* What you will do:
1. From the comment thread below, list every assembler that is mentioned by name.
2. Retype the part of the comment thread starting with "Besides having to" and going on through "the offset keyword.".

* Document excerpt:

Euro Micelli over 10 years

"This is the 70's"... Heck, today it's even more so: Windows code NEVER write to a segment register (except for the very select parts of the kernel)
Peter Cordes over 8 years

If they were going to use different mnemonics for load/store vs. reg-reg data movement, the could have been like everyone else and used LDsomething and STsomething as the mnemonics. But do note that mov r16, r/m16 is the same opcode whether the source is memory or another register. So that's actually not a great example. Making mov-immediate a separate mnemonic from the rest would make more sense, because the opcodes for mov r16, imm16 are always the same instruction. Great answer, but unfortunate choice of example :P
Peter Cordes over 8 years

Besides having to wire a data path for an immediate or memory operand to go straight into segment registers, the decoders would have to recognize that opcode and activate the handling for that special case of data routing. More opcodes means more transistors, even beyond the other consideration.
Ruslan almost 7 years

"the segment register to be written might be used to address the source operand" — this doesn't sound plausible. You could say the same about the existing instructions like mov bp,[bp].
Ruslan almost 7 years

The remark about syntax implies that MASM syntax is unreasonable. I don't disagree, but it's important to have in mind that mov ax, myvar \n... myvar dw 1234 will load 1234 into ax in MASM (and TASM in default mode). OTOH, FASM and NASM have done it right (more consistently), getting rid of the offset keyword.

* Records:

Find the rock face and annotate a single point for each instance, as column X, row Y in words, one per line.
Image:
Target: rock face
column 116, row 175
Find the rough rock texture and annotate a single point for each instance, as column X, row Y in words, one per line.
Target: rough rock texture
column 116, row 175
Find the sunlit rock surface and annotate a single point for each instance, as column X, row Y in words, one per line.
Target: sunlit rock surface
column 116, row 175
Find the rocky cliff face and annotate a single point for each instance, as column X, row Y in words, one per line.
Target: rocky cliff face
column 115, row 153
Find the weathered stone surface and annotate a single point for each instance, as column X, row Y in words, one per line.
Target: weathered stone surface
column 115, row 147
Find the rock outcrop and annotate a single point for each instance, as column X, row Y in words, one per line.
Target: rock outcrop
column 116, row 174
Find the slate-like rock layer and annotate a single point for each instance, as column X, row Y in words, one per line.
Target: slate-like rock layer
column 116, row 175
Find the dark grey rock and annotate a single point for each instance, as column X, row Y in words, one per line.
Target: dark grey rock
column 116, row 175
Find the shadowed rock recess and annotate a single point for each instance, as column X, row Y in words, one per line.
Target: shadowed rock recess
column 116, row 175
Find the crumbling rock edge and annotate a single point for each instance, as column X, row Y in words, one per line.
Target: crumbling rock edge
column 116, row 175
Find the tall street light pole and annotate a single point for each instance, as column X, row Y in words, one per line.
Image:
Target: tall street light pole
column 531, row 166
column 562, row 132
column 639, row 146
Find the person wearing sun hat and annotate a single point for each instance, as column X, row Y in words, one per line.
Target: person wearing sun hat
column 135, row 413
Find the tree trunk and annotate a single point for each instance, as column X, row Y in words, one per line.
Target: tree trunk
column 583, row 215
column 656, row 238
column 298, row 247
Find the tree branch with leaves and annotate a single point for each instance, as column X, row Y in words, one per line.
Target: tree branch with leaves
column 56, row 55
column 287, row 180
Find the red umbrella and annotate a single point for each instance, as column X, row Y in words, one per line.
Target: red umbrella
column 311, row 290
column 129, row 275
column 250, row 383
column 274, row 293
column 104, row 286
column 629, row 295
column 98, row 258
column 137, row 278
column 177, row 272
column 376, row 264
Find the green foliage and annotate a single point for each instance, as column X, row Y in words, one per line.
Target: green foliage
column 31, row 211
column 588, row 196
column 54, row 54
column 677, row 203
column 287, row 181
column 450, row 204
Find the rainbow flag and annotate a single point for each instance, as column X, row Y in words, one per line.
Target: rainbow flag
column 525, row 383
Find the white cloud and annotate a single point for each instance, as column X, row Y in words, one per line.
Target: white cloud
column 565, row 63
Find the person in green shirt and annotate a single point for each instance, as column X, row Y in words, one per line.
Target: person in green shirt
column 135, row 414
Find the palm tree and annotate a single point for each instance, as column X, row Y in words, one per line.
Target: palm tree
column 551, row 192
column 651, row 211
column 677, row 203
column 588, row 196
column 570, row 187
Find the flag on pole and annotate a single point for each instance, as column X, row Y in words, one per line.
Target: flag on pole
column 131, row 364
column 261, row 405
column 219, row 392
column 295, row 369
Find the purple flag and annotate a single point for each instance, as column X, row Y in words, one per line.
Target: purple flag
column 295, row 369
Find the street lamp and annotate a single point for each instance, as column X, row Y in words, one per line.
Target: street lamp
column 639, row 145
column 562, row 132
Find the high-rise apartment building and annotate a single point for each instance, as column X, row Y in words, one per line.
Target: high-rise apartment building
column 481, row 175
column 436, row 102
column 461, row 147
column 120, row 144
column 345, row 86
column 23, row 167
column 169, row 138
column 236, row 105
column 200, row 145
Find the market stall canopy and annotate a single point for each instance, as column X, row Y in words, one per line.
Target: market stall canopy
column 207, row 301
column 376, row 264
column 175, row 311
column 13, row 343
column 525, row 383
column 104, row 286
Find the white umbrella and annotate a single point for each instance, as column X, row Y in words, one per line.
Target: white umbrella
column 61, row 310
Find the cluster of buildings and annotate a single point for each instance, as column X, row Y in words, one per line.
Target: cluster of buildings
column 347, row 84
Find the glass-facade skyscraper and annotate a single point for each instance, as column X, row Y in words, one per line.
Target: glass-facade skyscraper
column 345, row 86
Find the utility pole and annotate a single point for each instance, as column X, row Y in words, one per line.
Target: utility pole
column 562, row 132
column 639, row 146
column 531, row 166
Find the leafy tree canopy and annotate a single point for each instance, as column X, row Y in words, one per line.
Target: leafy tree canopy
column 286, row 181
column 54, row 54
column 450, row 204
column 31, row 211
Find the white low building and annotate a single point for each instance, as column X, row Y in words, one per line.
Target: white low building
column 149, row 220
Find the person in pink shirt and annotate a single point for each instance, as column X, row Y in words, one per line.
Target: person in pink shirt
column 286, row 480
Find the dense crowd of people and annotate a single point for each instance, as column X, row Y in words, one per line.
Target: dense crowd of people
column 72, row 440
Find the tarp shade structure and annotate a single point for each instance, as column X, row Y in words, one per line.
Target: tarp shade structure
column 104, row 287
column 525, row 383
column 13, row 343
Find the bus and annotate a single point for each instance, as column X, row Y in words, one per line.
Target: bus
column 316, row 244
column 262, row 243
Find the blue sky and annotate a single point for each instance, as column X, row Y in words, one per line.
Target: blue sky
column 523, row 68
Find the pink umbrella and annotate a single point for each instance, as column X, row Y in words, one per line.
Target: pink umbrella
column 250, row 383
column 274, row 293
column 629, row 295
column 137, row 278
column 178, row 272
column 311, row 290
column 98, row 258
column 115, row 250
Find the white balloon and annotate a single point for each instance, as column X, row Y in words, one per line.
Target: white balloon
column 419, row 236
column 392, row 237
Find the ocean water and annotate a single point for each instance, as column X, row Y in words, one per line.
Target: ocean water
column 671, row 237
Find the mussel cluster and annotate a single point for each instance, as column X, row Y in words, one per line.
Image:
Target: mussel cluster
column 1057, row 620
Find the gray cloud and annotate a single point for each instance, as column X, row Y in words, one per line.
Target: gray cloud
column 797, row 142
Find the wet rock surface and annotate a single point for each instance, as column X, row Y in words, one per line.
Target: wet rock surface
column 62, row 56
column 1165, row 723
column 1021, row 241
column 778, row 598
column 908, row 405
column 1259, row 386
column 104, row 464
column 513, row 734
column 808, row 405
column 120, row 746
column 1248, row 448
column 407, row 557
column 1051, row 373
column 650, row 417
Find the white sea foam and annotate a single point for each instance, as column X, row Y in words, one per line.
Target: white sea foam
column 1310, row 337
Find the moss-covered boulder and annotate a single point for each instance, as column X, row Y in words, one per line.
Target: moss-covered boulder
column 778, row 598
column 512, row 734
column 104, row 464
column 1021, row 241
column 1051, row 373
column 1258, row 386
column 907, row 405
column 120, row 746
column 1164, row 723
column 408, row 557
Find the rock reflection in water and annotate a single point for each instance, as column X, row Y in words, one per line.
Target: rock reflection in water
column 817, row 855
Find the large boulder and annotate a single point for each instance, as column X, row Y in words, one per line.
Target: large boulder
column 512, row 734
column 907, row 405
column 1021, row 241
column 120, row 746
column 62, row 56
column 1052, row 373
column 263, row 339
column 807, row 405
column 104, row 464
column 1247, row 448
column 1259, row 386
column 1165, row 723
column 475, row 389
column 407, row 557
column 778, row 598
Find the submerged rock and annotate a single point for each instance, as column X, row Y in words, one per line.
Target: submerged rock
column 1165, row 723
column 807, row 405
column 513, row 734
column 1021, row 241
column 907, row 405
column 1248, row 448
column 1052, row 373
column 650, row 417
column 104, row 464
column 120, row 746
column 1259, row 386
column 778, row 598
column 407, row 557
==
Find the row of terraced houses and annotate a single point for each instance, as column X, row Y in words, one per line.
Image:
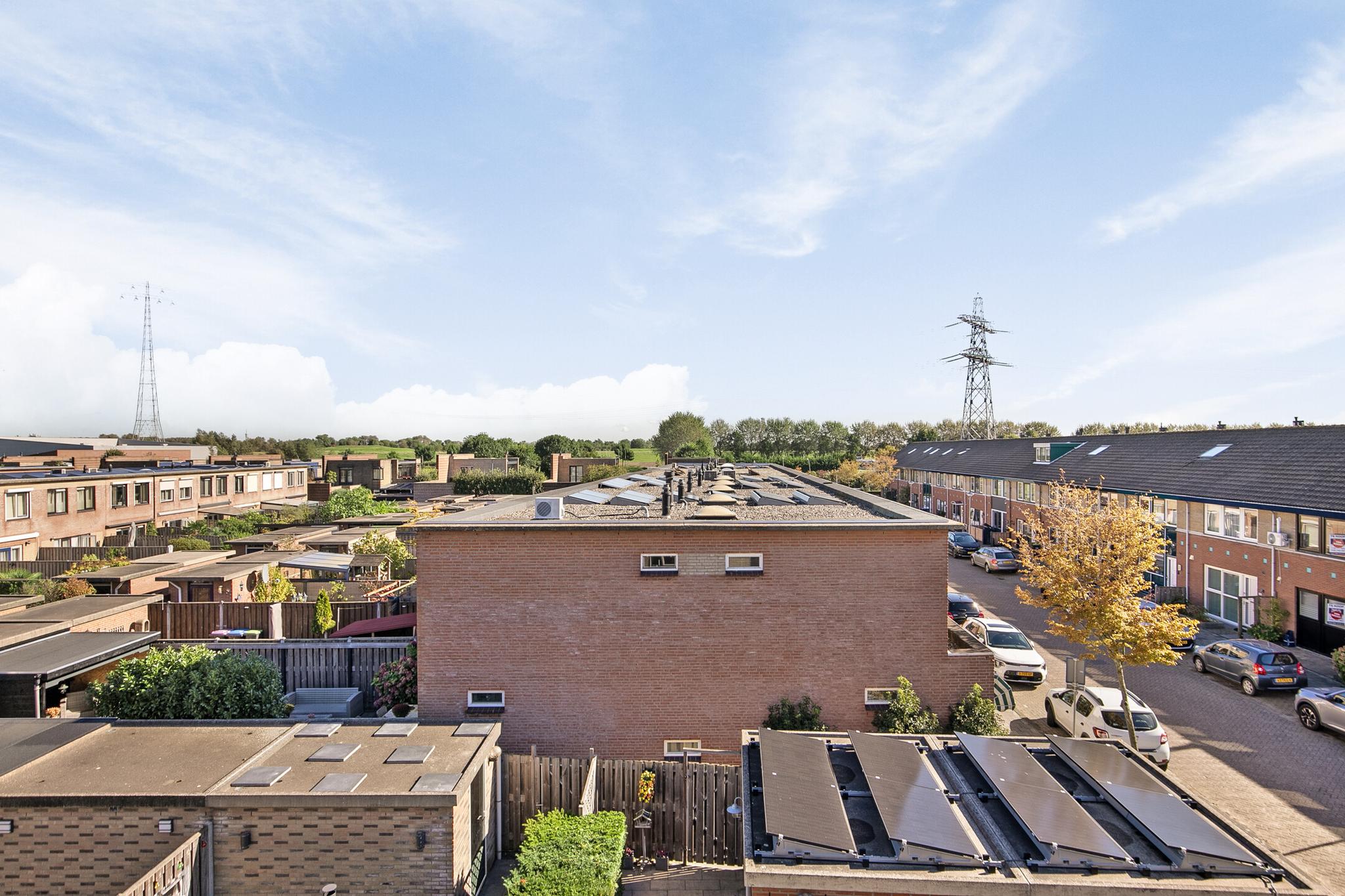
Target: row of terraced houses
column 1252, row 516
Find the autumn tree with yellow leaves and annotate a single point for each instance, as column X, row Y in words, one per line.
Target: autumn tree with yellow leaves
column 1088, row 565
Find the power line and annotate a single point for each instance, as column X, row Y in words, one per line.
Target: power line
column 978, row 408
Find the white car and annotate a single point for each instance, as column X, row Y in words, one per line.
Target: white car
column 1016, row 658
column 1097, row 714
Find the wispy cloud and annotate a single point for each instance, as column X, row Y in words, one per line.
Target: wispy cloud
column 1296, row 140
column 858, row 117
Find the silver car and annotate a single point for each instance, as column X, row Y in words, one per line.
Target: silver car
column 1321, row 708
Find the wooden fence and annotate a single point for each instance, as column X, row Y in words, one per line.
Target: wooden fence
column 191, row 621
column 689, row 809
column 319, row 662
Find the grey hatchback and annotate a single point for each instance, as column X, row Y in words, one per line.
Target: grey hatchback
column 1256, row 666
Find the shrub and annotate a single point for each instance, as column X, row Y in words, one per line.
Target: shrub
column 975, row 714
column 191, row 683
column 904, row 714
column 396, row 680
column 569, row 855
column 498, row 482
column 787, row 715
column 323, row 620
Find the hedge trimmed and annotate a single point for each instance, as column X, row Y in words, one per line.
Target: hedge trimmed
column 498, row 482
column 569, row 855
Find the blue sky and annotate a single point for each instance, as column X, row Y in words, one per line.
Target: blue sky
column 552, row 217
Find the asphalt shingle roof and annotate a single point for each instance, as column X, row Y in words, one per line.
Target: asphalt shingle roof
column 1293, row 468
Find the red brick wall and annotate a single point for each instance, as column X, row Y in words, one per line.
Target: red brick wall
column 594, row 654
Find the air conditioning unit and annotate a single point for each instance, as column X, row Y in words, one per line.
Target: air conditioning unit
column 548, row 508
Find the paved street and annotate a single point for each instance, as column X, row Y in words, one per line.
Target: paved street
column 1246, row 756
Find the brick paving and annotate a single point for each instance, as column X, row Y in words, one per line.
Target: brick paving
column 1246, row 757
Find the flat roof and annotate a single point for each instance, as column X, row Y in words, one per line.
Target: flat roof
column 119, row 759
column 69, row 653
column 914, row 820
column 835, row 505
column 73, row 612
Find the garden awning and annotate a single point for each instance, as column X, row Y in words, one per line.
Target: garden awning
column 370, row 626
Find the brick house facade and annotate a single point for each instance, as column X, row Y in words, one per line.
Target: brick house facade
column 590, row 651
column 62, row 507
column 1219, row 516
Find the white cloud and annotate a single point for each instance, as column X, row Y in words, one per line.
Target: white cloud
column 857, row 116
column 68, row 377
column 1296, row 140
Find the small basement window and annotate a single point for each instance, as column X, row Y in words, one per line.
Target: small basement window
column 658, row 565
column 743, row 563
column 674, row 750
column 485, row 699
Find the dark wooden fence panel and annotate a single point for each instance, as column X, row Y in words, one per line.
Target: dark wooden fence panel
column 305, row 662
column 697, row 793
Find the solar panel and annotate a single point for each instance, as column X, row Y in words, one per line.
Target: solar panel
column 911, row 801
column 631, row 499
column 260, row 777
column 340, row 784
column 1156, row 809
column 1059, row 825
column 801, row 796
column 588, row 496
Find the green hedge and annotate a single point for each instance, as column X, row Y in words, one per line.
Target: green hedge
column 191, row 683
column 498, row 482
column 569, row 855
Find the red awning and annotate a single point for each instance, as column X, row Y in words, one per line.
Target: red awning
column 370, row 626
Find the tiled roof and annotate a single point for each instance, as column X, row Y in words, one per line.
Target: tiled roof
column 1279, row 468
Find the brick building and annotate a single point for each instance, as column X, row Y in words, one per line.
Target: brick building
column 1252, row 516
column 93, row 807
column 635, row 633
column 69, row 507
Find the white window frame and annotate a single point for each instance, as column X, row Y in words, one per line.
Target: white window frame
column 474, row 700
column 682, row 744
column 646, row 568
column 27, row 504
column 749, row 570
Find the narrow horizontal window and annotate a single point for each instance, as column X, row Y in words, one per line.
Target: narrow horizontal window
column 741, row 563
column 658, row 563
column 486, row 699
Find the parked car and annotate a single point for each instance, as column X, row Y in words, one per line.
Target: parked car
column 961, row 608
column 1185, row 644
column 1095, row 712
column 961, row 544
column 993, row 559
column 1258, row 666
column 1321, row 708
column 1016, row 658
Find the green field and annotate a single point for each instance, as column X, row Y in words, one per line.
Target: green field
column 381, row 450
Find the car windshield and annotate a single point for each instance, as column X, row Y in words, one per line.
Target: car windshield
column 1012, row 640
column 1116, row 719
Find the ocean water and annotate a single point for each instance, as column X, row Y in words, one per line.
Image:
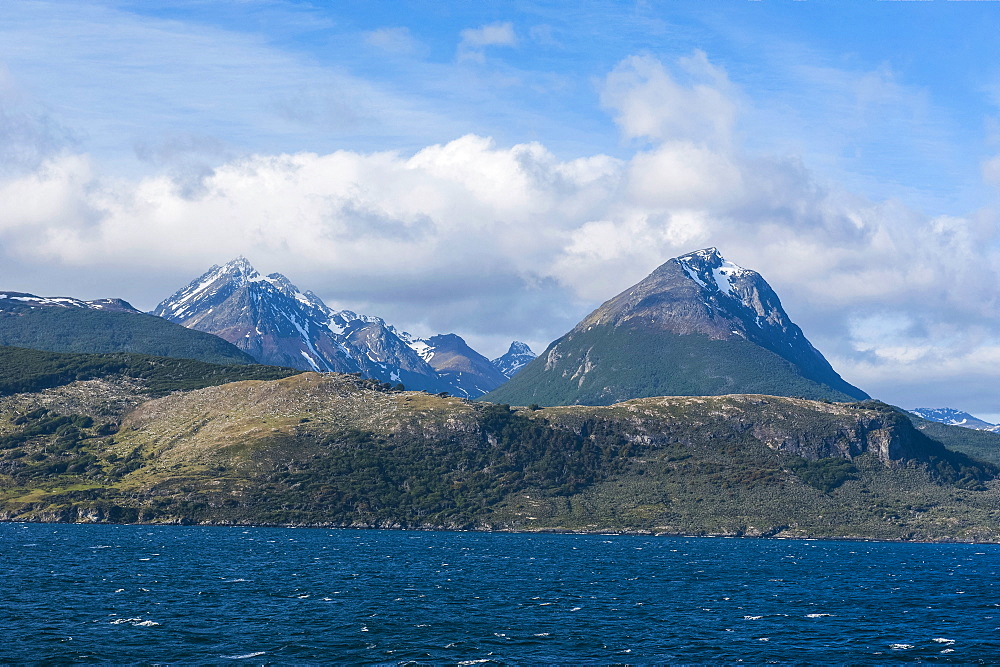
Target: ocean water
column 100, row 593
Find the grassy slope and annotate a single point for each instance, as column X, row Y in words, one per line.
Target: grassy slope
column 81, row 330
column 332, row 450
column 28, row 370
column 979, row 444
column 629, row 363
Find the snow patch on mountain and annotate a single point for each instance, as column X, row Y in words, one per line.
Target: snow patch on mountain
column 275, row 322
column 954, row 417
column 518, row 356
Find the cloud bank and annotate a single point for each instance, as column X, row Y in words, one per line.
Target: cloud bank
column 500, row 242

* Answers to the exercise:
1. MASM, TASM, FASM, NASM

2.
Besides having to wire a data path for an immediate or memory operand to go straight into segment registers, the decoders would have to recognize that opcode and activate the handling for that special case of data routing. More opcodes means more transistors, even beyond the other consideration.
Ruslan almost 7 years

"the segment register to be written might be used to address the source operand" — this doesn't sound plausible. You could say the same about the existing instructions like mov bp,[bp].
Ruslan almost 7 years

The remark about syntax implies that MASM syntax is unreasonable. I don't disagree, but it's important to have in mind that mov ax, myvar \n... myvar dw 1234 will load 1234 into ax in MASM (and TASM in default mode). OTOH, FASM and NASM have done it right (more consistently), getting rid of the offset keyword.